> Written problem
In the forum thread about a first North Dakota field hunt, how many leaky mallard decoys did Goldy's Pal rework to put on stakes?

> Text excerpt

# First ever ND field hunt awaits!



## Goldy's Pal (Jan 6, 2004)

Well I'd like to just really thank Chris for this sight so water hunters like myself can come on here and learn. (Yes my membership renewal is coming :lol: ) I'd also like to thank a couple of guys whom I've asked a certain set-up question or two. :beer:

Some of the early season pics posted have also been nice to see, so a water hunter can see what a field set-up should look like.

With 7 days a year really being the only field time I'll probably get in, I picked up an Avery finisher (mudded and ready) and a couple doz. eliminator shells w/ flocked heads. I reworked 2 dozen leaky mallard deeks to put on stakes and also have one spinner. I guess if I need to I could set a doz. floaters out as well.

The 12 ft. flat bottom is staying home, and so with the truck carrying the full load all of my beer case purchases will be done on location. :lol:

I just gotta say thanks again for steering hunters like myself in the right direction, North Dakota is a very different style than here and this sight has educated me beyond expectations. I'm just looking forward to the field thing and enjoying the great state of ND. 
:beer:


----------



## Chris Schulz (Sep 7, 2004)

Once you try it youll never look back. Enjoy the state! :beer:


----------



## 4CurlRedleg (Aug 31, 2003)

Propst to you! :beer:

You are a man among peas!! hint-hint :wink:


----------



## dblkluk (Oct 3, 2002)

Enjoy your visit Goldy!! :beer:


----------



## taddy1340 (Dec 10, 2004)

Good luck. I hope you do great ... even though you're a Vikes fan! :lol:

Happy Huntin"


----------



## DakotaDog72 (Sep 27, 2005)

Goldy,

Hats off to you...I in the same boat as you. Or I mean field. This year will be my first field hunt as well and I am very anxious to say the least.

Good luck to ya

DD


----------



## Bob Kellam (Apr 8, 2004)

Remember your learnin bud. Give me a call on the way through if you get a chance. Relax and enjoy North Dakota.

 :beer:

Bob


----------



## GooseBuster3 (Mar 1, 2002)

This pic should give you a good view of a field setup.

[siteimg]2517[/siteimg]


----------



## Goldy's Pal (Jan 6, 2004)

How do you stay awake in that Finisher? :lol: The first flock of 15 Mallards to come dive bombing in was all it took, I'm hooked. That and picking up my first tripple ever on a flock of 4 mallards that took a whole 30 seconds to retrieve made my trip. Not a lot of birds though, did a lot of scouting to find them. I did expect more, but I think I always do out there for some reason. Thanks Nodak!! 12 ft. flat bottom will be staying at home again on the next trip.
:beer:


----------



## DeltaBoy (Mar 4, 2004)

Congrats Goldy!

Just wait till you start bird watching! I find myself doing this a lot when bigger groups of mallards/pintails are working the spread. It's a treat...


----------



## Straycat (Mar 21, 2005)

> Recorded information
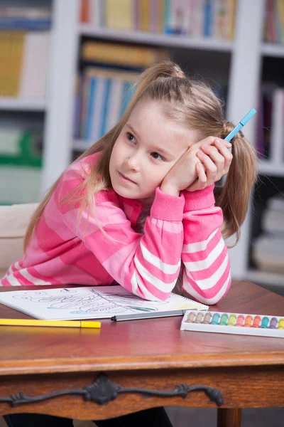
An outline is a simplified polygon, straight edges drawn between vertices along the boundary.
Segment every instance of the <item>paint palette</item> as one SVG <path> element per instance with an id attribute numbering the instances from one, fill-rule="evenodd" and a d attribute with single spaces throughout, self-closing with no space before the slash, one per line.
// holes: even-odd
<path id="1" fill-rule="evenodd" d="M 187 310 L 180 330 L 284 338 L 284 316 Z"/>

> Problem solution
Two dozen.